▶ _TASK BRIEF_:
Rewrite all the items below as a Markdown table with the columns Row and Line, one numbered row per line. Leave out blank lines.

※ ※ ※

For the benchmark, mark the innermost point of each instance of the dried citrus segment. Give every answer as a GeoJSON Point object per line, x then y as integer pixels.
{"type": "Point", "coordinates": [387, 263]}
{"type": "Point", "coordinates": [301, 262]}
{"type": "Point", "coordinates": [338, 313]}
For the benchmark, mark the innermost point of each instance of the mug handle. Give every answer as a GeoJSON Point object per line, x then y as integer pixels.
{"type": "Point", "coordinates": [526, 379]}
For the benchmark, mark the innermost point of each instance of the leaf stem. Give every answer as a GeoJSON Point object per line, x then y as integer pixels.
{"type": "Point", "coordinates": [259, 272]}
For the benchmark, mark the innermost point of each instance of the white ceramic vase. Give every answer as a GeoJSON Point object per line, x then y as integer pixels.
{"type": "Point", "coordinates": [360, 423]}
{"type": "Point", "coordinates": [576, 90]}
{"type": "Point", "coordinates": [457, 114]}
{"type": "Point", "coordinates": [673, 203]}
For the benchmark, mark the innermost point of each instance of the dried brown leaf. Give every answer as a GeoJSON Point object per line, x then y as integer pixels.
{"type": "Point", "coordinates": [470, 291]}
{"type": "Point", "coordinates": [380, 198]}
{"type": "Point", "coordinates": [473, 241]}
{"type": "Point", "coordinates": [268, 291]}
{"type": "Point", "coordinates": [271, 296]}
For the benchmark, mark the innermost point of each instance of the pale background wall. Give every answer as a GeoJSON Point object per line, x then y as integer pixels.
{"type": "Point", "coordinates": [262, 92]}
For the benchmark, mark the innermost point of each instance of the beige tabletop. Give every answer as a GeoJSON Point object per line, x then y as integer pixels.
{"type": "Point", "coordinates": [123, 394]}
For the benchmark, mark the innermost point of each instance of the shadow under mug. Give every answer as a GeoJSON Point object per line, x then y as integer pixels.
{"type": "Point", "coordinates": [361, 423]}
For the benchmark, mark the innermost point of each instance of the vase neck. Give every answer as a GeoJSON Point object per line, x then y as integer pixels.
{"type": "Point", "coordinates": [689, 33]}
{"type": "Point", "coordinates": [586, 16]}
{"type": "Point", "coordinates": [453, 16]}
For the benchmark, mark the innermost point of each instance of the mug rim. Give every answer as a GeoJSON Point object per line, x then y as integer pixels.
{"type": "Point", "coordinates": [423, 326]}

※ ※ ※

▶ _RESULT OF THE TASK_:
| Row | Line |
|---|---|
| 1 | For the benchmark, mark the innermost point of each instance of the dried citrus segment. Give every answer as a GeoJSON Point object per line, x then y as integer pixels. |
| 2 | {"type": "Point", "coordinates": [387, 263]} |
| 3 | {"type": "Point", "coordinates": [301, 262]} |
| 4 | {"type": "Point", "coordinates": [338, 313]} |
| 5 | For the benchmark, mark the innermost point of each instance of the mug handle. Give every answer as a GeoJSON Point object per line, x then y as integer pixels. |
| 6 | {"type": "Point", "coordinates": [526, 379]} |
| 7 | For the benchmark, mark the innermost point of each instance of the leaf stem. Give every answer as a GeoJSON Point object per line, x then y as integer pixels. |
| 8 | {"type": "Point", "coordinates": [259, 272]} |
| 9 | For the benchmark, mark the innermost point of each instance of the white ceramic vase. Give every answer as a GeoJSON Point object per line, x then y as integer pixels. |
| 10 | {"type": "Point", "coordinates": [360, 423]} |
| 11 | {"type": "Point", "coordinates": [576, 90]} |
| 12 | {"type": "Point", "coordinates": [457, 114]} |
| 13 | {"type": "Point", "coordinates": [673, 203]} |
| 14 | For the benchmark, mark the innermost point of each instance of the dried brown leaf. Give every answer as a GeoJSON Point object per line, x then y as integer pixels. |
| 15 | {"type": "Point", "coordinates": [470, 291]} |
| 16 | {"type": "Point", "coordinates": [380, 198]} |
| 17 | {"type": "Point", "coordinates": [473, 241]} |
| 18 | {"type": "Point", "coordinates": [268, 291]} |
| 19 | {"type": "Point", "coordinates": [271, 296]} |
| 20 | For the benchmark, mark the innermost point of each instance of the pale background wall. Give every answer as a GeoJSON Point object per line, x then y as integer pixels. |
| 21 | {"type": "Point", "coordinates": [262, 92]} |
| 22 | For the benchmark, mark the innermost point of each instance of the beige tabletop. Give every answer as a GeoJSON Point object per line, x then y as integer pixels. |
| 23 | {"type": "Point", "coordinates": [123, 394]} |
| 24 | For the benchmark, mark the innermost point of each instance of the shadow under mug. Give every answer as a GeoJSON Point object per line, x then y as integer pixels. |
| 25 | {"type": "Point", "coordinates": [361, 423]} |
| 26 | For the benchmark, mark the innermost point of each instance of the vase neck. Give every answer as a GeoJSON Point object per line, x then y as integer pixels. |
| 27 | {"type": "Point", "coordinates": [689, 33]} |
| 28 | {"type": "Point", "coordinates": [586, 16]} |
| 29 | {"type": "Point", "coordinates": [453, 16]} |
| 30 | For the benchmark, mark the innermost point of each instance of the mug rim. Give every answer as a GeoJSON Point object per line, x then y as integer pixels. |
| 31 | {"type": "Point", "coordinates": [423, 326]} |